• Assignment: What is needed is an exact retyping of the records below, from the first line through the line that contains "positive clicks: (304, 175)".

• Source data:
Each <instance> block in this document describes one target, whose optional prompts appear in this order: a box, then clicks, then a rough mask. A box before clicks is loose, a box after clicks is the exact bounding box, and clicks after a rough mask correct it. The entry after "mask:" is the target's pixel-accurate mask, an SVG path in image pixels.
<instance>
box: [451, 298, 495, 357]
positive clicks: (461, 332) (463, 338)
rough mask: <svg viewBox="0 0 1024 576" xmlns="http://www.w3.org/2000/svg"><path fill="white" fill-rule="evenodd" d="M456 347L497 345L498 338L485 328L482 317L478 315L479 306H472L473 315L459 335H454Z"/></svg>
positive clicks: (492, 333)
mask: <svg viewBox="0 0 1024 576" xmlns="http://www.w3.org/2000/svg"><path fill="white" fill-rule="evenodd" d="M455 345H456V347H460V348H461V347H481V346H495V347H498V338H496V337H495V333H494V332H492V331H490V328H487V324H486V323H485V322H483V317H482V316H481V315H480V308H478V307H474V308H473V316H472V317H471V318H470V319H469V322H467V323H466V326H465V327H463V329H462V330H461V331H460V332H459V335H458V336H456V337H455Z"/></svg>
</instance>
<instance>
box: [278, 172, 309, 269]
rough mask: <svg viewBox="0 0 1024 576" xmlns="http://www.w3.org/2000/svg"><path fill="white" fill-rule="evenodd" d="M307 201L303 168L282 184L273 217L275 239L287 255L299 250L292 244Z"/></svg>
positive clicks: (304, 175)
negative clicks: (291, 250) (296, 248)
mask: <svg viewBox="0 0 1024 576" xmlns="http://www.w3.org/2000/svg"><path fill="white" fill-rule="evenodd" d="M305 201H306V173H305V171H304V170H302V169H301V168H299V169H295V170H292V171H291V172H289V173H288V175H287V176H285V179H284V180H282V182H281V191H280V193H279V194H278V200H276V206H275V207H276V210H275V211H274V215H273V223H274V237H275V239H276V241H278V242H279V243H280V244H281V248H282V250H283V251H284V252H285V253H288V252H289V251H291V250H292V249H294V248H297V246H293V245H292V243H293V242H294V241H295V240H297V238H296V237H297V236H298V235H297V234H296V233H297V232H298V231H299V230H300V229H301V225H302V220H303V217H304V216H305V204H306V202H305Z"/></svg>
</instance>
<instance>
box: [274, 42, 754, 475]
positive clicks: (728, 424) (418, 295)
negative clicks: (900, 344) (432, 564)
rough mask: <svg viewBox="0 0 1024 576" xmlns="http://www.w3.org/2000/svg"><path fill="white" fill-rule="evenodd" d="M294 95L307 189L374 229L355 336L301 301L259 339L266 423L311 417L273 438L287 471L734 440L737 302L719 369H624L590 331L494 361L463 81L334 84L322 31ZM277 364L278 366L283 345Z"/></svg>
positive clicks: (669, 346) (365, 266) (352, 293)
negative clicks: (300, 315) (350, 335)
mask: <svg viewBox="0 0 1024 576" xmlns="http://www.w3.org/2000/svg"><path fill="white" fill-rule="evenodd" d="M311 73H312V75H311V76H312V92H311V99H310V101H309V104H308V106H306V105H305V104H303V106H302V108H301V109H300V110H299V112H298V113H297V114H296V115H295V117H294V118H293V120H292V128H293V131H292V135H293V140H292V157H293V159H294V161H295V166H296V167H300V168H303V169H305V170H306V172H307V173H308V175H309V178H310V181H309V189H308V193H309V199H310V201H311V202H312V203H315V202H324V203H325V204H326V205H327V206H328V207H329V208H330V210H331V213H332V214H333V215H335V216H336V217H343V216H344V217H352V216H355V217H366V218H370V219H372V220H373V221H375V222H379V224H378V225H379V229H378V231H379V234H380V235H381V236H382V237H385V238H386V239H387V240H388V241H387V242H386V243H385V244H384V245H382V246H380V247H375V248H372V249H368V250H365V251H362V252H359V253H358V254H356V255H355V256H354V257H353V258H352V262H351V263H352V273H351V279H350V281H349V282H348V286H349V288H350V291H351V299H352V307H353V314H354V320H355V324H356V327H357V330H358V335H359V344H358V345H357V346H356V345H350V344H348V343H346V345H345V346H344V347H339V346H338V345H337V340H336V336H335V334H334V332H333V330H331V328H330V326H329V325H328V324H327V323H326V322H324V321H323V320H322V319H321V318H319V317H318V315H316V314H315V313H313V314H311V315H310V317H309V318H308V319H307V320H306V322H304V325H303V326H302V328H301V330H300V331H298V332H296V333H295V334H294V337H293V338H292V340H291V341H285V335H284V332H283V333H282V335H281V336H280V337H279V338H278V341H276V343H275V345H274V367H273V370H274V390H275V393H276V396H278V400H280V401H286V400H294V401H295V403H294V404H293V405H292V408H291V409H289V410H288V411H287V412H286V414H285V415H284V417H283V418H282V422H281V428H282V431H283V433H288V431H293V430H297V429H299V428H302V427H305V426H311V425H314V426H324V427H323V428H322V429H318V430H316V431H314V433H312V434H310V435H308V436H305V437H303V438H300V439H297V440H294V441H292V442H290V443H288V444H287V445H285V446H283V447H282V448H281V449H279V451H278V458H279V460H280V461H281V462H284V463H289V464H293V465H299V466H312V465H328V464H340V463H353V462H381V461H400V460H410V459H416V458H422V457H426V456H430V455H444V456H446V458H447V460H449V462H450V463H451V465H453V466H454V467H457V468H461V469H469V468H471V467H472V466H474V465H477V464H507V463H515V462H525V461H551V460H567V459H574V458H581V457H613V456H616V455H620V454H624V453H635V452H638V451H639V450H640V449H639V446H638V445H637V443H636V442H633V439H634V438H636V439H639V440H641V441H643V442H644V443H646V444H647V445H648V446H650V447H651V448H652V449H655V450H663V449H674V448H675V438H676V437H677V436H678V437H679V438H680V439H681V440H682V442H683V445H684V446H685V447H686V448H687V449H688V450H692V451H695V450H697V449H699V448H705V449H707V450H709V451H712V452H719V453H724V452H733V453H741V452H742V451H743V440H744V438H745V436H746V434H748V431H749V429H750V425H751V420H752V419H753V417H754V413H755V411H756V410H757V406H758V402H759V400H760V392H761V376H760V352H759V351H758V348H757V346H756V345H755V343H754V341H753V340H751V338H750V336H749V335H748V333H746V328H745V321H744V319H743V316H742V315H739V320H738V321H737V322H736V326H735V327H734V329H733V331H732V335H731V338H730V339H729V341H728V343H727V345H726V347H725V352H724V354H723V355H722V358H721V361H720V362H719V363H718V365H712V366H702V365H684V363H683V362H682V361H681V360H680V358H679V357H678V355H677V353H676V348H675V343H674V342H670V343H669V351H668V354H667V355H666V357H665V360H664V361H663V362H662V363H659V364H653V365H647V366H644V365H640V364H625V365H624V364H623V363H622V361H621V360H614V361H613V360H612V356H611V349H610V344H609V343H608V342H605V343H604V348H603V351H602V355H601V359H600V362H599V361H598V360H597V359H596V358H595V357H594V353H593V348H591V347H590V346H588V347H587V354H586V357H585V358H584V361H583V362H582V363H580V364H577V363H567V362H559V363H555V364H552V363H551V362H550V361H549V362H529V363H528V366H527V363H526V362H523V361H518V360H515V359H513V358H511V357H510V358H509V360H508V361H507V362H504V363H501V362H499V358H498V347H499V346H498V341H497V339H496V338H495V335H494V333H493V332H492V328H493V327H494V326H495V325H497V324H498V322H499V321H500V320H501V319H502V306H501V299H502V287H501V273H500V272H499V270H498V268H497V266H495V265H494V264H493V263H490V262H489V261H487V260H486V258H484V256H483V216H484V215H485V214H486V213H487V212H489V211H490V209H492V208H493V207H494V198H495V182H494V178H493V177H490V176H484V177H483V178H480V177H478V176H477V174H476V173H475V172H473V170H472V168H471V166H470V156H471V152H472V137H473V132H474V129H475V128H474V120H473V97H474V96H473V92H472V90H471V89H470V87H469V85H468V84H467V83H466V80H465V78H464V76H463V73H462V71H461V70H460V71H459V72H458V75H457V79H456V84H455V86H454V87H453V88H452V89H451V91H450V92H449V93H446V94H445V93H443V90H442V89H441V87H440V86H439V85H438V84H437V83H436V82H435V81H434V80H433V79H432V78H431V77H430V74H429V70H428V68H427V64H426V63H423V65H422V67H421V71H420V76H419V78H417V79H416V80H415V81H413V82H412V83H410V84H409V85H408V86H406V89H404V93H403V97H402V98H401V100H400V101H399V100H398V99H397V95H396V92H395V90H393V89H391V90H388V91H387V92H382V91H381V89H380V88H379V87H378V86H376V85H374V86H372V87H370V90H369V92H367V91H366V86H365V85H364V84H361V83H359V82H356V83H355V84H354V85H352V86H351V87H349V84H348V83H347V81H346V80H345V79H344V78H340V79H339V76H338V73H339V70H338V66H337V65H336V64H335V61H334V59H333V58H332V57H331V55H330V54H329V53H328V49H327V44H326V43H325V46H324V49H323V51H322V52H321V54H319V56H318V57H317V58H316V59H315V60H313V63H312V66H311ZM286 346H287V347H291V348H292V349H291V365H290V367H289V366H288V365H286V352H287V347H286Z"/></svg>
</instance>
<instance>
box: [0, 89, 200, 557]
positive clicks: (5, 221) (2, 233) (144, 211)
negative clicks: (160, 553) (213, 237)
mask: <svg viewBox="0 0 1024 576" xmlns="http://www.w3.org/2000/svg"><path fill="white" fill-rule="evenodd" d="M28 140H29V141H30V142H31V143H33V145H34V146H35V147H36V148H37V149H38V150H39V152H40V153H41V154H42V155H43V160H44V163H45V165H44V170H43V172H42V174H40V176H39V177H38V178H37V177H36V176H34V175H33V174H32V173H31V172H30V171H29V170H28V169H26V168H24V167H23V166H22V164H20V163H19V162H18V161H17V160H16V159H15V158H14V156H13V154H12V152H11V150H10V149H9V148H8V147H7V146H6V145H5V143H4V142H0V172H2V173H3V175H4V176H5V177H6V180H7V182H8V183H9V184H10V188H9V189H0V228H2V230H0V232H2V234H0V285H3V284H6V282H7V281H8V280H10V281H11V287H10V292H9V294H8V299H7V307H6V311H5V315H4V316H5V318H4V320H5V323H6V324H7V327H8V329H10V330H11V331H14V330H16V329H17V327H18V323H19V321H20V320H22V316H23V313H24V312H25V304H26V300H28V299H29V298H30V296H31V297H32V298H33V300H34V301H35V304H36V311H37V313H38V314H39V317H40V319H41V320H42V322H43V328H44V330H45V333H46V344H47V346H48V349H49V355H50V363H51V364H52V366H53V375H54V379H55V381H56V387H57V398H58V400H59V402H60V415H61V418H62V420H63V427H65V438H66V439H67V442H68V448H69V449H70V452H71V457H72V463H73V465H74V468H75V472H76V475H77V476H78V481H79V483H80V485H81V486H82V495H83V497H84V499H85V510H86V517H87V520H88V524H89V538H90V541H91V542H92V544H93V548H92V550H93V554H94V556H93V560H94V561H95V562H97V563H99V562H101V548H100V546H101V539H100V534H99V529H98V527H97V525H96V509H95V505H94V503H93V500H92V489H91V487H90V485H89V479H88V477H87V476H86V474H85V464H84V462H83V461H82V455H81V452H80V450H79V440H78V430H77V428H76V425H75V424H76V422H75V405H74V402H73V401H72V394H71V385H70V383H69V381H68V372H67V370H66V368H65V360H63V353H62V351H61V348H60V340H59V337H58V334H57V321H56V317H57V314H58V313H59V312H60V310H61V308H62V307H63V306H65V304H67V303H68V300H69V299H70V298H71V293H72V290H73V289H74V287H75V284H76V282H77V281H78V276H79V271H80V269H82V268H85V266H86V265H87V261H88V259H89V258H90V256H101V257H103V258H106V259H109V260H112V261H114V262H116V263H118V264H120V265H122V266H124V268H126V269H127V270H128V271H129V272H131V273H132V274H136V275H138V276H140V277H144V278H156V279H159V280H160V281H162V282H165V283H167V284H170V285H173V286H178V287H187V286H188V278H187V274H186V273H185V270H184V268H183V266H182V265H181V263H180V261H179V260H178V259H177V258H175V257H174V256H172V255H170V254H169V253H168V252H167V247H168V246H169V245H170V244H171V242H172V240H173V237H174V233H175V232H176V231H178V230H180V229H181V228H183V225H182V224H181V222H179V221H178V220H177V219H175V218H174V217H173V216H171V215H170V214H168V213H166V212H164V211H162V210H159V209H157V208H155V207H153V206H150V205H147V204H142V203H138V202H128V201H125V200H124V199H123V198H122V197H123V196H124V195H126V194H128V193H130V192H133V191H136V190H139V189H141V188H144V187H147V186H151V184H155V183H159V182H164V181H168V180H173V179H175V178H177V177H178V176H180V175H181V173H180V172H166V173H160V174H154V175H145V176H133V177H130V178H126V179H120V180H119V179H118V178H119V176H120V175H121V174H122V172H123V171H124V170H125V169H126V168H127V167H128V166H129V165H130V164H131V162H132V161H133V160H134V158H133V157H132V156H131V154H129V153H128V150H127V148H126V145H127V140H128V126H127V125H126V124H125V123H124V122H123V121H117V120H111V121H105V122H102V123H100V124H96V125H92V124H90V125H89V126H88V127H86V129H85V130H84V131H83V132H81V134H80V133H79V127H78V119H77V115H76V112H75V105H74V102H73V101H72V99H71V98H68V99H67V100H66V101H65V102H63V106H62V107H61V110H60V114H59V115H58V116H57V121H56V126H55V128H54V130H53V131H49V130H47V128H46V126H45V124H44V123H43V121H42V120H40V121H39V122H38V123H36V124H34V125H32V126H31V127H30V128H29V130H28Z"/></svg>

• Problem solution:
Each <instance> block in this document describes one target, whose optional prompts appear in this order: a box, then clicks, then a rough mask. A box before clicks is loose, a box after clicks is the exact bounding box, and clicks after a rough mask correct it. The entry after "mask:" is the target's pixel-accurate mask, an SVG path in image pixels.
<instance>
box: [451, 298, 495, 357]
positive clicks: (461, 332) (463, 338)
rough mask: <svg viewBox="0 0 1024 576" xmlns="http://www.w3.org/2000/svg"><path fill="white" fill-rule="evenodd" d="M456 347L497 345L498 338L485 328L482 317L478 315L479 306H472L473 315L459 335H454Z"/></svg>
positive clicks: (492, 333)
mask: <svg viewBox="0 0 1024 576" xmlns="http://www.w3.org/2000/svg"><path fill="white" fill-rule="evenodd" d="M455 345H456V347H460V348H461V347H481V346H495V347H498V338H496V337H495V333H494V332H492V331H490V328H487V324H486V323H485V322H483V317H482V316H481V315H480V308H478V307H474V308H473V316H472V317H471V318H470V319H469V322H467V323H466V326H465V327H463V329H462V330H461V331H460V332H459V335H458V336H456V337H455Z"/></svg>
</instance>
<instance>
box: [278, 172, 309, 269]
rough mask: <svg viewBox="0 0 1024 576" xmlns="http://www.w3.org/2000/svg"><path fill="white" fill-rule="evenodd" d="M307 201L303 168L282 184L273 217L275 239L287 255L299 250L292 244Z"/></svg>
positive clicks: (304, 175)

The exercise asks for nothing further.